▶ _提示された文章_
·····
河合の心理療法 その1

 昨日、山王教育研究所主催の河合隼雄先生追悼シンポジュウムが明治大学リバティーセンターで開催された。そのシンポジュウムでも出た話で、河合先生は何もしないことに全力を尽くすといわれたけれど、先生の面接を隣で聞くと先生は良くしゃべっていらっしゃったということである。あんなに良くしゃべっていながら、クライエントには何もしないということかという感想が出た。私も隣で河合先生の面接を聞いたことがあってそのときも先生は良くしゃべっていらっしゃった。

 河合先生はサービスしなければならない人には徹底的にサービスされたと思う。私のようなクライエントには徹底的にケチであった。話が面白くないと眠ったようになられた。そういうときは全くサービス抜きであった。分析家はケチであれというのはマイヤーさんの教えの踏襲であった。

 先生は箱庭を見て、少し質問し、感心してその場を離れられた。先生の仕事はそれで済んでいた。先生は箱庭を見て、何かをすごく深く、そしていろいろなことを感じていらっしゃったのだろうと思う。その内容を聞くことさえはばかられた感じで、誰もその内容について聞いてはいないだろうと思う。
·····
▶ _与えられた情報_
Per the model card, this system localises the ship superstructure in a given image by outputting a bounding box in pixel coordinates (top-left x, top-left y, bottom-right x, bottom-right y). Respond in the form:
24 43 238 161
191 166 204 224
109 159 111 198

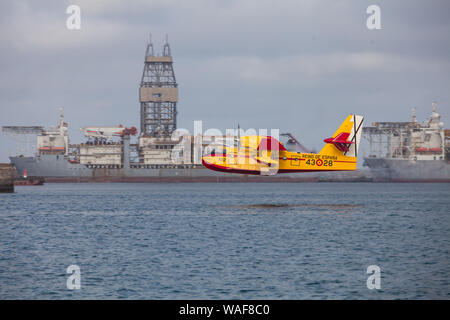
3 36 370 182
363 103 450 181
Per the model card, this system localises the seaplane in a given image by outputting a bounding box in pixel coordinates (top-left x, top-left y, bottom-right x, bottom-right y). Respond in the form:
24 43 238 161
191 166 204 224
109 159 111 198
202 114 364 175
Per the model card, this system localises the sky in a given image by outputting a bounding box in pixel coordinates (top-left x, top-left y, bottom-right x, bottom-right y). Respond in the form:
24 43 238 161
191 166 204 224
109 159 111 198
0 0 450 162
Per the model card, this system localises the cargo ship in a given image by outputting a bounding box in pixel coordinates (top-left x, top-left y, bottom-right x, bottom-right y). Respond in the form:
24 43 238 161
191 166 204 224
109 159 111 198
363 103 450 182
2 37 367 182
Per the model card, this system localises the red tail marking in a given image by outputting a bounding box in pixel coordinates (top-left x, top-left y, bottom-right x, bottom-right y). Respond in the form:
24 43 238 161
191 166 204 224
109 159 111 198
323 132 354 152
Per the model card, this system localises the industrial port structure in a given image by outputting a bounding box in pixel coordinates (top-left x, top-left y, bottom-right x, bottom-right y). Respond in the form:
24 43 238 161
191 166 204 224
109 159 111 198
2 36 450 182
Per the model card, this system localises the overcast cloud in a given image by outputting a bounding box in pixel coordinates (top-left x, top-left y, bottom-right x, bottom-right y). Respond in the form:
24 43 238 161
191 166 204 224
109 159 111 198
0 0 450 162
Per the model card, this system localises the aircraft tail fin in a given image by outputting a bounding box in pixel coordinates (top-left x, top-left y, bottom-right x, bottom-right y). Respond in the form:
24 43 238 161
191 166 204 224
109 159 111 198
319 114 364 157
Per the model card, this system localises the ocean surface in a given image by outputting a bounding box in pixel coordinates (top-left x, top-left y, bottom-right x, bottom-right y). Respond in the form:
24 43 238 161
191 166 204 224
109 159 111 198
0 183 450 299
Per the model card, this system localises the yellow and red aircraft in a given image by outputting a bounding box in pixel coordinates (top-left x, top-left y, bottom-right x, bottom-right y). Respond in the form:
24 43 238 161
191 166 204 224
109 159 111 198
202 115 363 175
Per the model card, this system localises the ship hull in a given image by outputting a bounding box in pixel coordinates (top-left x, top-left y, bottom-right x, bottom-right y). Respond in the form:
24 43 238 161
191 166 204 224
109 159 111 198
10 155 369 182
364 158 450 182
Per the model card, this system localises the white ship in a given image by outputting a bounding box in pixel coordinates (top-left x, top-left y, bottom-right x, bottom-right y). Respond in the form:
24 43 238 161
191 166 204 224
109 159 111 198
363 103 450 182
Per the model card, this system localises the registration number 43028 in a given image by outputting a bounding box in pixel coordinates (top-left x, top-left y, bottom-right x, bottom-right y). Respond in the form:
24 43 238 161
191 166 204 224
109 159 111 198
306 159 333 167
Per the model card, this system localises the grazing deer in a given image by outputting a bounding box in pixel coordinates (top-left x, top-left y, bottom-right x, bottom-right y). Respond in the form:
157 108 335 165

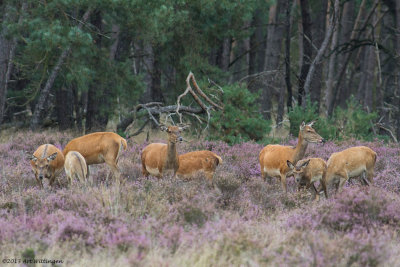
·····
▶ _取り組むこと_
a) 河合先生の心理療法についての文章をもとに、次の問いに答えよ。
(i) 河合隼雄先生追悼シンポジュウムはどこで開催されたか。
(ii) 分析家はケチであれというのは、誰の教えの踏襲だったか。
(iii) 河合先生は箱庭を見て少し質問したあと、どうしたか。
b) 河合先生の心理療法についての文章を二文でまとめよ。
c) 河合先生の心理療法についての文章から、「河合の心理療法 その1」で始まり「聞いてはいないだろうと思う。」で終わる部分を、一字も変えずに書き写せ。
データは、河合先生の心理療法についての文章とは別の出典から取ったものだ。

▶ _各問の答え_
a)
(i) 明治大学リバティーセンター
(ii) マイヤーさん
(iii) 感心してその場を離れた。

b) 山王教育研究所主催の河合隼雄先生追悼シンポジュウムでは、何もしないことに全力を尽くすといわれた河合先生が、面接では良くしゃべっていたという話が出た。河合先生は、サービスしなければならない人には徹底的にサービスし、筆者のようなクライエントにはマイヤーさんの教えを踏襲して徹底的にケチであり、箱庭は見て少し質問し、感心してその場を離れるだけで仕事を済ませていた。

c)
河合の心理療法 その1

 昨日、山王教育研究所主催の河合隼雄先生追悼シンポジュウムが明治大学リバティーセンターで開催された。そのシンポジュウムでも出た話で、河合先生は何もしないことに全力を尽くすといわれたけれど、先生の面接を隣で聞くと先生は良くしゃべっていらっしゃったということである。あんなに良くしゃべっていながら、クライエントには何もしないということかという感想が出た。私も隣で河合先生の面接を聞いたことがあってそのときも先生は良くしゃべっていらっしゃった。

 河合先生はサービスしなければならない人には徹底的にサービスされたと思う。私のようなクライエントには徹底的にケチであった。話が面白くないと眠ったようになられた。そういうときは全くサービス抜きであった。分析家はケチであれというのはマイヤーさんの教えの踏襲であった。

 先生は箱庭を見て、少し質問し、感心してその場を離れられた。先生の仕事はそれで済んでいた。先生は箱庭を見て、何かをすごく深く、そしていろいろなことを感じていらっしゃったのだろうと思う。その内容を聞くことさえはばかられた感じで、誰もその内容について聞いてはいないだろうと思う。